■ Try it ■
Revise the stretch of The Finals review from "Even when you’re" through "times in a row.", swapping "jump pad" for "launch pad".

■ Passage to read ■
=== Begin Enclosure ===

Outside of that, combat is quite good. Time to kill feels excessively long at first but that’s because health regeneration is generous and fights can go on a long time. If you’re fighting around a building for a minute or more – not uncommon – then you’ll often be throwing down with an enemy that has regenerated their health once or twice already. As a result The Finals is a game that rewards aggression. I’ve had success running enemies down with a flamethrower or even just dropping a building on them with C4.
Die and it’s no big deal. Respawning involves paying a coin but it’s not immediately clear even after 40 hours spent with the game how those coins are awarded. However, more common is getting revived by a teammate, where they walk to a tiny little miniature that represents you and hold E on it until you’re revived. This can be done quicker with the Medum class’ defibrillator, but the most interesting part is that your team can pick up the statuette and carry it to a safe place before reviving you, even tossing it to another teammate who has their defibs out to get you back on your feet mid-fight in the coolest way possible.
By throwing out realism, The Finals has made this one of the most entertaining shooters in recent memory. There’s no fall damage, so diving from a rooftop carries no risk, but they’ve also got rid of the idea of finite ammo too. This isn’t new – Overwatch also gives you reloads and cooldowns and The Finals apes this system – but it means here that you always have a grenade when you need one, and an RPG is never far away if you think you might help your current situation.
Even when you’re now destroying the place with combat and the deliberate use of high-explosives, the maps wow because it isn’t just a game about destroying things, it also has a lot of scope for building things, too. It’s easy for a player to slap down a zipline or jump pad to get themselves to a new position and this means that the maps feel unique pretty much every time. Different ziplines, entry points and half-collapsed buildings mean that every battleground feels fresh even if you’ve accidentally landed on the same map three times in a row.

=== End Enclosure ===

■ Saved data entries ■
=== Begin Enclosure ===

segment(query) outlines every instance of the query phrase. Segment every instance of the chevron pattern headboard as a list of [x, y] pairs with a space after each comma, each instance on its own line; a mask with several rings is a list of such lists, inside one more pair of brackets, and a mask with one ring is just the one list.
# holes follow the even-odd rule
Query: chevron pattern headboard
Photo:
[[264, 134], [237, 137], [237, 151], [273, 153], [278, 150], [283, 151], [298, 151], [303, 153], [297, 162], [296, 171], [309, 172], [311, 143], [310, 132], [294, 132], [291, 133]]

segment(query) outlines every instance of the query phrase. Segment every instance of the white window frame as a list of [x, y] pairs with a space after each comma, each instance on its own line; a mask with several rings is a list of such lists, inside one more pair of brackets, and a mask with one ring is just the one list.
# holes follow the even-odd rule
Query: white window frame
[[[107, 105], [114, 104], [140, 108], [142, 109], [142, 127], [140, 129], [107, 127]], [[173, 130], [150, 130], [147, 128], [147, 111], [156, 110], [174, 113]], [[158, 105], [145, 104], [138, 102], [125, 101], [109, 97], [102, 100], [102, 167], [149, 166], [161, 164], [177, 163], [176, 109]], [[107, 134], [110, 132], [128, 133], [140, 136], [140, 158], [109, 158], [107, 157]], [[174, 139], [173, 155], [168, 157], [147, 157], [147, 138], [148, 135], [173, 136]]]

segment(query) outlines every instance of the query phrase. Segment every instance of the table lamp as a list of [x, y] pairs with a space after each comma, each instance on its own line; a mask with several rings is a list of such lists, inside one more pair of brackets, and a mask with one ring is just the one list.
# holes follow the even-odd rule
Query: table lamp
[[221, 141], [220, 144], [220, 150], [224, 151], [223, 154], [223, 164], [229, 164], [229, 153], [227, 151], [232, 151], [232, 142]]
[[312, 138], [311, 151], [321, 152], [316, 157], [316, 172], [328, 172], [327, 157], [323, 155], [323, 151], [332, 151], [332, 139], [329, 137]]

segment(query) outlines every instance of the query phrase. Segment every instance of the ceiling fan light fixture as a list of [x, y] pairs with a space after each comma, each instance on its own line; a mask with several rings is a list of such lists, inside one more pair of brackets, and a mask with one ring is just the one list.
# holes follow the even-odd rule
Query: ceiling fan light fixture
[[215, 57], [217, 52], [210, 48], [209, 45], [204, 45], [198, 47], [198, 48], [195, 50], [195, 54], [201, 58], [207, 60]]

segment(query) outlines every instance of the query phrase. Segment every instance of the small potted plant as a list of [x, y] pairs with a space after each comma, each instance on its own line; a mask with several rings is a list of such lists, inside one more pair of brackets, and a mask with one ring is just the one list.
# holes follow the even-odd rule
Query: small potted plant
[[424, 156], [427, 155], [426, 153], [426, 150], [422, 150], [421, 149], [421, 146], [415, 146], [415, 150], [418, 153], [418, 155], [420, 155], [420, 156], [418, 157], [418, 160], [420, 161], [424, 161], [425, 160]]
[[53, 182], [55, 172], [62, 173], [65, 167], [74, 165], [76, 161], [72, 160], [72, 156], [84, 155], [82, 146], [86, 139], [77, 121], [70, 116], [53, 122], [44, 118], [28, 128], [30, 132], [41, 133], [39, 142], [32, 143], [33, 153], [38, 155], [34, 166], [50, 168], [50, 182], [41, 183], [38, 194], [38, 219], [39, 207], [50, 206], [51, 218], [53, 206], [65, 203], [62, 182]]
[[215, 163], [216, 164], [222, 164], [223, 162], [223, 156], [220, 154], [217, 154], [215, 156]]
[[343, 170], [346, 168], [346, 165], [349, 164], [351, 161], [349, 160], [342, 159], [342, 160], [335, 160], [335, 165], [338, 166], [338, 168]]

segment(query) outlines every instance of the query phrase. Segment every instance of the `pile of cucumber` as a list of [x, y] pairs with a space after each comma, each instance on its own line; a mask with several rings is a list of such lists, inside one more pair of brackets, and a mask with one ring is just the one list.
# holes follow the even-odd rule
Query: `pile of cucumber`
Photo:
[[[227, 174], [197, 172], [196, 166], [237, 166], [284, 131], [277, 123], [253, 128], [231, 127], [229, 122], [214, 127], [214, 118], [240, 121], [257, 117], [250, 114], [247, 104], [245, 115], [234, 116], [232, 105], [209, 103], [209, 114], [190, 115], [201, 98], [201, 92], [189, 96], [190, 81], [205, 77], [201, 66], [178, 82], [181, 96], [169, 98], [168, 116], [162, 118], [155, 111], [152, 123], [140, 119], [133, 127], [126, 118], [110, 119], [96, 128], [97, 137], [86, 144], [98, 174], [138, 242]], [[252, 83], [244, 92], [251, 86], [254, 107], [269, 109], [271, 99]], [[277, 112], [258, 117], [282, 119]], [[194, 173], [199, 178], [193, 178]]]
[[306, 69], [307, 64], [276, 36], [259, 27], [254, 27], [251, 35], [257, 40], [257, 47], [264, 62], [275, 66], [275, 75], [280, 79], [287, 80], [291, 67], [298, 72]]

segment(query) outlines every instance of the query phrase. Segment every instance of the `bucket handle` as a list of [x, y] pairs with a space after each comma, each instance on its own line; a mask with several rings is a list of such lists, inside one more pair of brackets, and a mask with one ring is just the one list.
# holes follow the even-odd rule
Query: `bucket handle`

=== End Enclosure ===

■ Answer section ■
Even when you’re now destroying the place with combat and the deliberate use of high-explosives, the maps wow because it isn’t just a game about destroying things, it also has a lot of scope for building things, too. It’s easy for a player to slap down a zipline or launch pad to get themselves to a new position and this means that the maps feel unique pretty much every time. Different ziplines, entry points and half-collapsed buildings mean that every battleground feels fresh even if you’ve accidentally landed on the same map three times in a row.